> _EXERCISE INSTRUCTIONS_
Show every line of the listing below that contains the string "denim", matching case exactly.

Coordinate annotation records
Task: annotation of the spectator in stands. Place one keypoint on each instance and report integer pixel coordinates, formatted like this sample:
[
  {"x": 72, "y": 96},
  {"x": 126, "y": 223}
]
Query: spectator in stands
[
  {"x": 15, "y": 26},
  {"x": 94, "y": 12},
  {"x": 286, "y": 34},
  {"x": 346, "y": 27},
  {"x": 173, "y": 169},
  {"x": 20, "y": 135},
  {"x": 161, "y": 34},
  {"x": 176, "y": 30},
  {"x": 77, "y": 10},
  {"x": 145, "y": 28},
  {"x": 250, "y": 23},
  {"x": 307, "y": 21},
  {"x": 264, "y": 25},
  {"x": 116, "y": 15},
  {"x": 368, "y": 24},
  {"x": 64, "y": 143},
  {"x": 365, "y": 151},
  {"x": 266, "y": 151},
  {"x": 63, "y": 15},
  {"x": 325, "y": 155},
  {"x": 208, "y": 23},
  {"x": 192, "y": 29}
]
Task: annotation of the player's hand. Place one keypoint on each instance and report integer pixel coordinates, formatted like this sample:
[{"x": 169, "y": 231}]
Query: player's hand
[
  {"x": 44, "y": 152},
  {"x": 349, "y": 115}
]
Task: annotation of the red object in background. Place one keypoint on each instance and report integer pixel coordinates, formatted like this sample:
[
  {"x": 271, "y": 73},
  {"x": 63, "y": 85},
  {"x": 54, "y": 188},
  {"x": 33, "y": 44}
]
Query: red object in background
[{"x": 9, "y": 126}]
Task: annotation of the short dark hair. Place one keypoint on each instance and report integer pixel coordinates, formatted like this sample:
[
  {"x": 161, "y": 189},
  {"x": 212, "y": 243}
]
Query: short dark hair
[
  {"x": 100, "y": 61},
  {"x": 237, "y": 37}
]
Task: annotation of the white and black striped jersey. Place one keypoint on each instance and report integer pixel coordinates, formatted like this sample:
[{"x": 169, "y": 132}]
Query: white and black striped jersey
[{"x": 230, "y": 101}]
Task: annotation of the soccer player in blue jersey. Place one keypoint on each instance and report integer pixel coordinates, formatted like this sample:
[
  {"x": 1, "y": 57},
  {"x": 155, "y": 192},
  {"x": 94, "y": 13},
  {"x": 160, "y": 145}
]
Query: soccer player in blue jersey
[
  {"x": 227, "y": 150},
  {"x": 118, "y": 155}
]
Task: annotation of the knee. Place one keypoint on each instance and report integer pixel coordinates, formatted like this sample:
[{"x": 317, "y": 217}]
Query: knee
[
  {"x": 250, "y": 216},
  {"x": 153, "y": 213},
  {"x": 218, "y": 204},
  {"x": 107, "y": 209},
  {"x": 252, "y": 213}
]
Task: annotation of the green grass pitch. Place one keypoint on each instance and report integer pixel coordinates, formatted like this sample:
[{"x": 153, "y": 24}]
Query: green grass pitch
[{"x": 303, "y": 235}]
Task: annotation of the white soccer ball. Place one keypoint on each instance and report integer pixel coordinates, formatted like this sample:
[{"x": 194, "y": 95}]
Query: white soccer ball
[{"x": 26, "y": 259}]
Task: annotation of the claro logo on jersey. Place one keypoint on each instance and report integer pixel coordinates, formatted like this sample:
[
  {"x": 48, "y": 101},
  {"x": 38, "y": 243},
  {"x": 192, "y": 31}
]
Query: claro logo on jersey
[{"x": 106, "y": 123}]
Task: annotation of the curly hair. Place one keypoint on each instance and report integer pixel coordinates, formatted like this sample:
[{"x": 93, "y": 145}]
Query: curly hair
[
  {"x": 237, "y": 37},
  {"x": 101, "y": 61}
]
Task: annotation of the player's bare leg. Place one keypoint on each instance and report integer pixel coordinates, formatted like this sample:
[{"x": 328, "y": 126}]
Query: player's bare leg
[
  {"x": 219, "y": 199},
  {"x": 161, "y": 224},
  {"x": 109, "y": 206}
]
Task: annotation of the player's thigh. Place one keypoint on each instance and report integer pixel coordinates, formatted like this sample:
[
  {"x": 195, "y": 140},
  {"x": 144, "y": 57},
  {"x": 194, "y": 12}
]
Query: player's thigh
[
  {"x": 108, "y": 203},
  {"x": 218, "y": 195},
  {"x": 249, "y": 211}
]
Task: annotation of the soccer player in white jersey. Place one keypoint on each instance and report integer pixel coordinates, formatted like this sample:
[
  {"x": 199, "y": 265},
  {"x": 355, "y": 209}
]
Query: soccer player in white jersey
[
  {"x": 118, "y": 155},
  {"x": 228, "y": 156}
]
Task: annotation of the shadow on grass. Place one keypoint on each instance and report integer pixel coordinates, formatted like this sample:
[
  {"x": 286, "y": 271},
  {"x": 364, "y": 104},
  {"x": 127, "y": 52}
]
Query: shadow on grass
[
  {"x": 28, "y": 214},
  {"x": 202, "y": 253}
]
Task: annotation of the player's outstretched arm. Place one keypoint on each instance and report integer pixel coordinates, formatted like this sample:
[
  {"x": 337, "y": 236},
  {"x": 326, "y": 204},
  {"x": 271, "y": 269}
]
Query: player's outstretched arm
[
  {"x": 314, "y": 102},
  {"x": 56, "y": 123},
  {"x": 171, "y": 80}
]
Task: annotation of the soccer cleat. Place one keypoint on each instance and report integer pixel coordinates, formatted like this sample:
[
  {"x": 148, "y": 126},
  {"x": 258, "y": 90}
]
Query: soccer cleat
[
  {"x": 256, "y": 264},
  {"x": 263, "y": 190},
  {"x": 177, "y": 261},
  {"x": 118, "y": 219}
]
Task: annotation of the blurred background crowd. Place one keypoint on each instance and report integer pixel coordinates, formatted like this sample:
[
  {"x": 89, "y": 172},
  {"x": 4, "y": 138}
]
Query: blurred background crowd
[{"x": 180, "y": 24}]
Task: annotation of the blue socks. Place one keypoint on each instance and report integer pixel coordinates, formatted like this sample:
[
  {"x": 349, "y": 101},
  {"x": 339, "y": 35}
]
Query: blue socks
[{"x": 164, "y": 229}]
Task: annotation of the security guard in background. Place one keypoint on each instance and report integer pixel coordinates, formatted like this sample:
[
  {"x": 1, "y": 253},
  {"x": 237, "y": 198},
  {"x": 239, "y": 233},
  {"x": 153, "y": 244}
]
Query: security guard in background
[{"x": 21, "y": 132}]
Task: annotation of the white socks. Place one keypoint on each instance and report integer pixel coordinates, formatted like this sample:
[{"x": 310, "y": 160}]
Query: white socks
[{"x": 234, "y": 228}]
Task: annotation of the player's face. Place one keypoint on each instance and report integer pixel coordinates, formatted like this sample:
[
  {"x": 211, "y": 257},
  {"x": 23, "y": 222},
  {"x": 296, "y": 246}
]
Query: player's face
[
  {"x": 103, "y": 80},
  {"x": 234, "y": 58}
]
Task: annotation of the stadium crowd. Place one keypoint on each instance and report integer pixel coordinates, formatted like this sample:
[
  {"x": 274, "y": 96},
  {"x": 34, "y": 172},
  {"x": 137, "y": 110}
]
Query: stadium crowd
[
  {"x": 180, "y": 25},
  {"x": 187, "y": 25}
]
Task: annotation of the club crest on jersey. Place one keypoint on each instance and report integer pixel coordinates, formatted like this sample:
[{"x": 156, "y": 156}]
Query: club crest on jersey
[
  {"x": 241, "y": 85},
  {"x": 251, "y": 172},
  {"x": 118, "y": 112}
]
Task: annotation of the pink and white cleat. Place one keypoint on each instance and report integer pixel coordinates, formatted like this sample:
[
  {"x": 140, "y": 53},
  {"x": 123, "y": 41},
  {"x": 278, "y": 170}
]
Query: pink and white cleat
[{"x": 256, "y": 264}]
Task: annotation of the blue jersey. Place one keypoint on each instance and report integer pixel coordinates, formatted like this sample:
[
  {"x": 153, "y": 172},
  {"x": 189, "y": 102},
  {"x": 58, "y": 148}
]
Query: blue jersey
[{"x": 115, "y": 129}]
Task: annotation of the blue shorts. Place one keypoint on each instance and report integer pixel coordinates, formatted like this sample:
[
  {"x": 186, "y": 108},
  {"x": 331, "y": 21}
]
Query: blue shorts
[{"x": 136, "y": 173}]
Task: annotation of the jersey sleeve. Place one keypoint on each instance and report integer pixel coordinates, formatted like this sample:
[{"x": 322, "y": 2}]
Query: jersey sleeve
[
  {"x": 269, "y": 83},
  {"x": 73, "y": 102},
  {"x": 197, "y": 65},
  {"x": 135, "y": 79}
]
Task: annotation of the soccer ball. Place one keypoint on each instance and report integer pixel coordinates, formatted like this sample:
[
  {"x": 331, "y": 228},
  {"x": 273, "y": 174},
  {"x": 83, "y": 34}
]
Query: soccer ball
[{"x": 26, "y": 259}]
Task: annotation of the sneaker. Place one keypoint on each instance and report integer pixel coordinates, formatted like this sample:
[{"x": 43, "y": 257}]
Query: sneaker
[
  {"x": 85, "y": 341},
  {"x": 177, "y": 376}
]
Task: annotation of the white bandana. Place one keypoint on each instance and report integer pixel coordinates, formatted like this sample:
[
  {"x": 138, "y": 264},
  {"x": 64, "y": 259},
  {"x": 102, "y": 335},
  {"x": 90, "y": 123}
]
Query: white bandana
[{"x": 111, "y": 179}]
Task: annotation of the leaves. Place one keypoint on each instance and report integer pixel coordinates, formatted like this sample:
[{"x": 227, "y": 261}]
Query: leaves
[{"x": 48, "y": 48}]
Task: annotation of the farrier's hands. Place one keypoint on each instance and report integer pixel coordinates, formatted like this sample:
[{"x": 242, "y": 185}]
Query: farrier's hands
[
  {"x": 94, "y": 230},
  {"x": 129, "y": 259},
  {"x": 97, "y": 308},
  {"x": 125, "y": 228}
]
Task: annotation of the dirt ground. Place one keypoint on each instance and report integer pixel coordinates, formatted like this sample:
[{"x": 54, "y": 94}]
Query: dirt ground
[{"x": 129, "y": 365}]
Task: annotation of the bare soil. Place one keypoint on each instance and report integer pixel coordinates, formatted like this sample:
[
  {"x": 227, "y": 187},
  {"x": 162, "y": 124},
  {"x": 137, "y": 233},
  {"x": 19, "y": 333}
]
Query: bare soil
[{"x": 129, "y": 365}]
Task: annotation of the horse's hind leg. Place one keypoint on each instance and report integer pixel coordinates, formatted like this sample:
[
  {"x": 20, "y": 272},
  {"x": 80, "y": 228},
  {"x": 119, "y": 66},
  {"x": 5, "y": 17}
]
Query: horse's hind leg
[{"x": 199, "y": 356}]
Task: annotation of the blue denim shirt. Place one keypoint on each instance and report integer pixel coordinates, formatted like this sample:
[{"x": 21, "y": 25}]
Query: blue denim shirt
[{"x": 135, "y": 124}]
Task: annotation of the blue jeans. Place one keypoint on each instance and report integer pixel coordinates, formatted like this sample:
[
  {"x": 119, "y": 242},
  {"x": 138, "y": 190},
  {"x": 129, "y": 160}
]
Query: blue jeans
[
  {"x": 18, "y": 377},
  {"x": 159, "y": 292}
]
* * *
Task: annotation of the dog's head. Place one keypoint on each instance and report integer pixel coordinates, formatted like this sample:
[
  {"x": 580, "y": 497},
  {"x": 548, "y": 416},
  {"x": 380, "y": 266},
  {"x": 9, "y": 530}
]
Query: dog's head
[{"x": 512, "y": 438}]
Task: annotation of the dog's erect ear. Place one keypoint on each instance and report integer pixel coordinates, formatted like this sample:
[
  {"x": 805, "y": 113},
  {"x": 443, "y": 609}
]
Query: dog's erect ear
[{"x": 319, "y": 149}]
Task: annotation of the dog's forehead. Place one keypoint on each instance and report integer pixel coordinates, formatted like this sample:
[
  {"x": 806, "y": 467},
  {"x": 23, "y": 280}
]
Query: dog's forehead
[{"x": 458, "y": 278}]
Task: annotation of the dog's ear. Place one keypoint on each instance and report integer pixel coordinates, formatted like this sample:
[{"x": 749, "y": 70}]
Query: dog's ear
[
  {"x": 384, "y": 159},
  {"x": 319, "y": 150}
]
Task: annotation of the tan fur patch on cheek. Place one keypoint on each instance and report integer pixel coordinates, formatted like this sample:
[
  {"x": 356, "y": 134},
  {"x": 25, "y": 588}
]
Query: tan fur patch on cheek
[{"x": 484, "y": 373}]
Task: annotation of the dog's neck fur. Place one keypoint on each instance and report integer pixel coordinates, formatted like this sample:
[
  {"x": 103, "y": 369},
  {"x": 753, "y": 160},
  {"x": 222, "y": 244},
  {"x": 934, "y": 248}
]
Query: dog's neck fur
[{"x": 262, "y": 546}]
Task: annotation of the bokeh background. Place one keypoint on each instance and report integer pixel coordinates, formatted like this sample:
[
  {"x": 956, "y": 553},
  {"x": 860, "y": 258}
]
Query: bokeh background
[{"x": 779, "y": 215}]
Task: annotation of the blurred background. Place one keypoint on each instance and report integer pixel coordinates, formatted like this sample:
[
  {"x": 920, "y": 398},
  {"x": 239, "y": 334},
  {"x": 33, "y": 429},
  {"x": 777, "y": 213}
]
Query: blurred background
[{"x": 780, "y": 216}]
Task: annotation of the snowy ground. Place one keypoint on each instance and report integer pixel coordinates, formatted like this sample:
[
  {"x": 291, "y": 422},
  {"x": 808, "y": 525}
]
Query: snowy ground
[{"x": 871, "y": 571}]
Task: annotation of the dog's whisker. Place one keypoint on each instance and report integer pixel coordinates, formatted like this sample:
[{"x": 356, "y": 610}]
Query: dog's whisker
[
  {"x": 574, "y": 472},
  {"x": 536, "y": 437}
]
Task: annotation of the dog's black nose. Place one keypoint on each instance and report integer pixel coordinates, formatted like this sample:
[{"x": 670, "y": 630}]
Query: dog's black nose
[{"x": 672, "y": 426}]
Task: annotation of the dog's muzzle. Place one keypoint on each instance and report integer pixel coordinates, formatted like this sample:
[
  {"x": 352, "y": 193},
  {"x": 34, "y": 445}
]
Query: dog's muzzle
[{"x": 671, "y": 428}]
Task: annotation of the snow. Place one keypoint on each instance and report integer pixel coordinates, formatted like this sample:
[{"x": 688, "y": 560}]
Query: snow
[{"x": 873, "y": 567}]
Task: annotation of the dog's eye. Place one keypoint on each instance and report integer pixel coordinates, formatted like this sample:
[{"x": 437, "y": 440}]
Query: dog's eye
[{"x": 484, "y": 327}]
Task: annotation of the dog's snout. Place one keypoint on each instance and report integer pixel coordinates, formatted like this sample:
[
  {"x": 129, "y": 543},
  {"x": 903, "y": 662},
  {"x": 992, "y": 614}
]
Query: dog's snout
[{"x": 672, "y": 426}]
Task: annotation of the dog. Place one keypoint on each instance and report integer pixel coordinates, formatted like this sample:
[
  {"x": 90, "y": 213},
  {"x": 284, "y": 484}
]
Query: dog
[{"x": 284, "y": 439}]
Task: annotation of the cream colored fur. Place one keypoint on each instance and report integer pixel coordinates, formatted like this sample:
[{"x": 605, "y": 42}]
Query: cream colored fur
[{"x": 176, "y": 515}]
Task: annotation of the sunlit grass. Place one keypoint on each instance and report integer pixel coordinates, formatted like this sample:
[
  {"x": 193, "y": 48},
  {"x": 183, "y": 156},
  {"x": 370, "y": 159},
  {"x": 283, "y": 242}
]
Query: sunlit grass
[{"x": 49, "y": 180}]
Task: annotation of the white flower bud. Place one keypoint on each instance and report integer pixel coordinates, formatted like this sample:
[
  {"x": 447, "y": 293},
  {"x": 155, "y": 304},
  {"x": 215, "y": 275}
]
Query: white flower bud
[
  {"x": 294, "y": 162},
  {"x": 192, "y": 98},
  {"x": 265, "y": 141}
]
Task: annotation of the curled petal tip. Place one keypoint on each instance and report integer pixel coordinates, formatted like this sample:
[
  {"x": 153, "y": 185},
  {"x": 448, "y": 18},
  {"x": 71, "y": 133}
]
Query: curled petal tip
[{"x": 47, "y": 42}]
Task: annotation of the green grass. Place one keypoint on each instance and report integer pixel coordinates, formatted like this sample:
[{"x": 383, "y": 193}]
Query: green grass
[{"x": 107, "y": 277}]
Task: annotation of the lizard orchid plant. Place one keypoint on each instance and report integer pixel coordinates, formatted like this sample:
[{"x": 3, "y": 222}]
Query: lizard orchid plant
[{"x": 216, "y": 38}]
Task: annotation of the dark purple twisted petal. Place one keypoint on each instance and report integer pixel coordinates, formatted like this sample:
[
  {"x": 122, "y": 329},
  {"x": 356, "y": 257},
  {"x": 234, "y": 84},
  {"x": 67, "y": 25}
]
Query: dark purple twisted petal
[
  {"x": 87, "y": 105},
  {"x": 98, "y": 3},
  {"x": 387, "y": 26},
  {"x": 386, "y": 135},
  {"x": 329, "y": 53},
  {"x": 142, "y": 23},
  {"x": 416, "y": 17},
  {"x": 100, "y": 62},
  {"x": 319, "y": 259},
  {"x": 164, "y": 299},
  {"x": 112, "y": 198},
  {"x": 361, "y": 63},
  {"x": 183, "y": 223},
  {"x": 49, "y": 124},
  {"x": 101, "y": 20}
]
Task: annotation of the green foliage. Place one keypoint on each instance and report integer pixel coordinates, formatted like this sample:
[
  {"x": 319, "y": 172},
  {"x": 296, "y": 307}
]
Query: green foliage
...
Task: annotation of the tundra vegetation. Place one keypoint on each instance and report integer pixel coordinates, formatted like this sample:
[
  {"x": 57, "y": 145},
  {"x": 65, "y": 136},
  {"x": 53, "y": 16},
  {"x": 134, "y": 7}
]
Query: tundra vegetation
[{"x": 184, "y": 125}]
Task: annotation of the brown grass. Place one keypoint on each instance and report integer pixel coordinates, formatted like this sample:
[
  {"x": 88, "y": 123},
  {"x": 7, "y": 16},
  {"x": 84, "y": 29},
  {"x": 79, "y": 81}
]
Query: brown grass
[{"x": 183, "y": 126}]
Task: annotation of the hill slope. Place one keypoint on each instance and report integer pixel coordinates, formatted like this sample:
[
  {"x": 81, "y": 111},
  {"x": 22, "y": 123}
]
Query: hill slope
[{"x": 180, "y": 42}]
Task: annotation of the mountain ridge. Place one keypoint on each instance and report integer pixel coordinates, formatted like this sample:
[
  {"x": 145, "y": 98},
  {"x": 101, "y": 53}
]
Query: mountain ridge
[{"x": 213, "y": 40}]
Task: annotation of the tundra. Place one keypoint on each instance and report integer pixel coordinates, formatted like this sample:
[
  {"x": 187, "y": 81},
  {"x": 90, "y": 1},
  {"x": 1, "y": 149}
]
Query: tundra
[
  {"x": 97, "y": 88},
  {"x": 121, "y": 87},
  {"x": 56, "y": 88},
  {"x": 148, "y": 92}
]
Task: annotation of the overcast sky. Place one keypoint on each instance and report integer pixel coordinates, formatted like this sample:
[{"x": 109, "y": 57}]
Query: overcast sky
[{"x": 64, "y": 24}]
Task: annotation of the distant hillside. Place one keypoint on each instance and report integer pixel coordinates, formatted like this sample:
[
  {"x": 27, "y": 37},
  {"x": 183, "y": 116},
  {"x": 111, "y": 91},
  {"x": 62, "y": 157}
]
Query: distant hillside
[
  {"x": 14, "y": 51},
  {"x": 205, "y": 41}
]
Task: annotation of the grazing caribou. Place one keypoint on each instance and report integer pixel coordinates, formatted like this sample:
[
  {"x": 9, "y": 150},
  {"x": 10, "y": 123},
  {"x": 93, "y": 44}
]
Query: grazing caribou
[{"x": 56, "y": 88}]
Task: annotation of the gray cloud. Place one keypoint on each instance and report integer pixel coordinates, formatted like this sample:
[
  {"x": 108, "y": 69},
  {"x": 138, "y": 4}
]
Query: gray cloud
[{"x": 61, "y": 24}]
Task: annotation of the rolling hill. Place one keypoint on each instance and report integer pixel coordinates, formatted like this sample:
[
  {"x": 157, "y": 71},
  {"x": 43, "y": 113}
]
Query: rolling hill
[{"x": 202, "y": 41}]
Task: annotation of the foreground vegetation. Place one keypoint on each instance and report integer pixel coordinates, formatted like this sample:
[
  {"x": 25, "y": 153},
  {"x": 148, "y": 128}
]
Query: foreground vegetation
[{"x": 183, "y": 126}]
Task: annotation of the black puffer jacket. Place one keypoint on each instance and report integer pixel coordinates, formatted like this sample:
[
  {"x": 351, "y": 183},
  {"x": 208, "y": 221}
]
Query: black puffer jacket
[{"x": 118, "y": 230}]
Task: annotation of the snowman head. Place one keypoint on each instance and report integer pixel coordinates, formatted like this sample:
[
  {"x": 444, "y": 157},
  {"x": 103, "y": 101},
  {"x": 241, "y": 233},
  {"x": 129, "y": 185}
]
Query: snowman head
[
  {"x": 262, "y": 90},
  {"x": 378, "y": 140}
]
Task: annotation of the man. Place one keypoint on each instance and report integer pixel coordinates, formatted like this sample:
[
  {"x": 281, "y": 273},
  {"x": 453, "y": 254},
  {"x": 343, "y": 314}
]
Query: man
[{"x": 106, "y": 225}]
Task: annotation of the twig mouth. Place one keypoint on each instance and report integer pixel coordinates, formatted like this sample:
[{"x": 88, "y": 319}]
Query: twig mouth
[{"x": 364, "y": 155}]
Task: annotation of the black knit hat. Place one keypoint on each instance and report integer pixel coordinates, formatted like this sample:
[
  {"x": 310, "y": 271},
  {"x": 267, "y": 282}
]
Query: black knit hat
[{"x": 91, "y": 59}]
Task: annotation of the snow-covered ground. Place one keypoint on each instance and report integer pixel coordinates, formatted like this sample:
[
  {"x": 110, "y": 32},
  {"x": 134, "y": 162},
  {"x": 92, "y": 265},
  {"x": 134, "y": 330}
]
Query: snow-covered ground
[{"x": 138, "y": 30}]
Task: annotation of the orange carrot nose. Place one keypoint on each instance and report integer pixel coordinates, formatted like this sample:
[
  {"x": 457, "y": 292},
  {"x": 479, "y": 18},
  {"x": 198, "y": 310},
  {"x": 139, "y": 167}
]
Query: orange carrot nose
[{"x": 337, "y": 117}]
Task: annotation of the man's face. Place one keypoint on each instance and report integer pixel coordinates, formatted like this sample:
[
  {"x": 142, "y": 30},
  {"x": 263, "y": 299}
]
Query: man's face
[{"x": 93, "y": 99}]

> _REPLY_
Task: annotation of the blue denim shirt. Place one keypoint on each instance and report integer pixel coordinates, formatted like this sample:
Query: blue denim shirt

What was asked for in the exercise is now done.